--- start TEXT EXTRACT ---

By David Pendered

Now that Georgia’s utility regulator has authorized the additional development of solar power in the state, attention is turning to questions of how that power will be governed.

Apple is building this 100-acre solar farm outside its data center in Maiden, N.C. The farm is thought to be the largest of its kind in the country. Credit: appleinsider.com
Apple is building this 100-acre solar farm outside its data center in Maiden, N.C. The farm is thought to be the largest of its kind in the country. Credit: appleinsider.com

In less than a year, Georgia’s Public Service Commission has approved 735 megawatts through solar power arrays. Georgia Power voluntarily provided the first 210 megawatts that was approved last winter. The PSC voted last week to require the additional 525 megawatts as part of a broader Georgia Power docket.

The solar expansion happens to have come to a head just as the Georgia Solar Energy Association hosts a forum on Thursday in Atlanta. The featured speaker is coming from North Carolina, where there was a movement this year to roll back some of the state’s significant goals for producing renewable energy.

In a 3-2 vote on a motion by PSC Commissioner Bubba McDonald, the PSC ruled July 11 that Georgia Power bring 260 megawatts online by 2015. The additional 265 megawatts is to be available by 2016.

--- end TEXT EXTRACT ---

[ACTIONS TO TAKE]:
[a] List every megawatt figure stated in the article on Georgia's solar expansion, in the order in which they appear.
[b] Extend the article on Georgia's solar expansion, starting after its final sentence.

--- start PROVIDED MATERIAL ---

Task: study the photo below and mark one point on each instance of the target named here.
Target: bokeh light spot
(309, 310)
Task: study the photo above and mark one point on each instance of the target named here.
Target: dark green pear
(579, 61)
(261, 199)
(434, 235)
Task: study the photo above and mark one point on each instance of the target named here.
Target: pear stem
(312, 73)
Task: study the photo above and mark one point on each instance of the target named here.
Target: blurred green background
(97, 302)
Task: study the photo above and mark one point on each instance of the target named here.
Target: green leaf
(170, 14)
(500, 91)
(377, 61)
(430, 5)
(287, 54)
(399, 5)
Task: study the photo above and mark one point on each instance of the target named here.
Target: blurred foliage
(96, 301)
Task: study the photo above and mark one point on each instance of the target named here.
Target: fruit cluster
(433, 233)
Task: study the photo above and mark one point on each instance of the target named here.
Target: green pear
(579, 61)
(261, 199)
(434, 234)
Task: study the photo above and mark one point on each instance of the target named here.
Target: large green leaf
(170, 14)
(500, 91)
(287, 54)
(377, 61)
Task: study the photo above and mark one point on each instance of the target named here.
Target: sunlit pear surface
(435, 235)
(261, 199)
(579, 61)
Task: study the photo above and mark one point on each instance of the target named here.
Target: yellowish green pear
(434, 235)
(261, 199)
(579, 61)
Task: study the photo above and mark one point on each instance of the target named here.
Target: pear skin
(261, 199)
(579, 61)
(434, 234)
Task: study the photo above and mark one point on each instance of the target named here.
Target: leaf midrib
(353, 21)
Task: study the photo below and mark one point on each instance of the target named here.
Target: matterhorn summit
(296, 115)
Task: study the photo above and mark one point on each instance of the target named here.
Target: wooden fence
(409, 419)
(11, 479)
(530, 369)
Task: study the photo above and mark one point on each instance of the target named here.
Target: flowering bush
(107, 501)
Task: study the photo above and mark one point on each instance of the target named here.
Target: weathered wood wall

--- end PROVIDED MATERIAL ---

[OUTPUTS IN ORDER]:
[a] 735 megawatts, 210 megawatts, 525 megawatts, 260 megawatts, 265 megawatts

[b]
Of the total amount, 100 megawatts is to be provided by distributed generation, which includes rooftop solar arrays that appear on some homes and an increasing number of businesses. For example, an IKEA distribution center near the Savannah port has a rooftop solar array capable of generating 1.5 megawatts.

The remaining 425 megawatts approved by the PSC will be utility scale solar and require competitive bidding. Utility generation is along the magnitude of a solar plant being developed in western North Carolina, near the town of Maiden.

The GSEA, a non-profit that endorses market-based solar policies, strongly endorsed the PSC vote to expand solar power.

“We believe this vote shows the PSC, as Georgia’s utility regulator of record, is leading us to a better, more robust and economically valuable future with Georgia’s solar potential reflected in its energy portfolio and we thank them for their foresight,” GSEA Chairman Mark Bell said in a statement. “There are additional policy updates that we believe can do even more to enhance our solar development capability.”

Mark Bell, GSEA chairman
Mark Bell, GSEA chairman

Bell is slated to address the GSEA forum along with Betsy McCorkle, government affairs director for the North Carolina Sustainable Energy Association. North Carolina got into the solar business in 1981, under the leadership of then Gov. Jim Hunt.

North Carolina has a record of supporting solar energy research for the past 25 years at North Carolina State University. The N.C. Solar Center, which is housed in the NCSU College of Engineering, receives direct funding from the state legislature and additional funding from various federal, state and private research grants.

In Georgia, the politics of solar power are evident in the statements by commissioners that are included in a release from the PSC following the July 11 vote.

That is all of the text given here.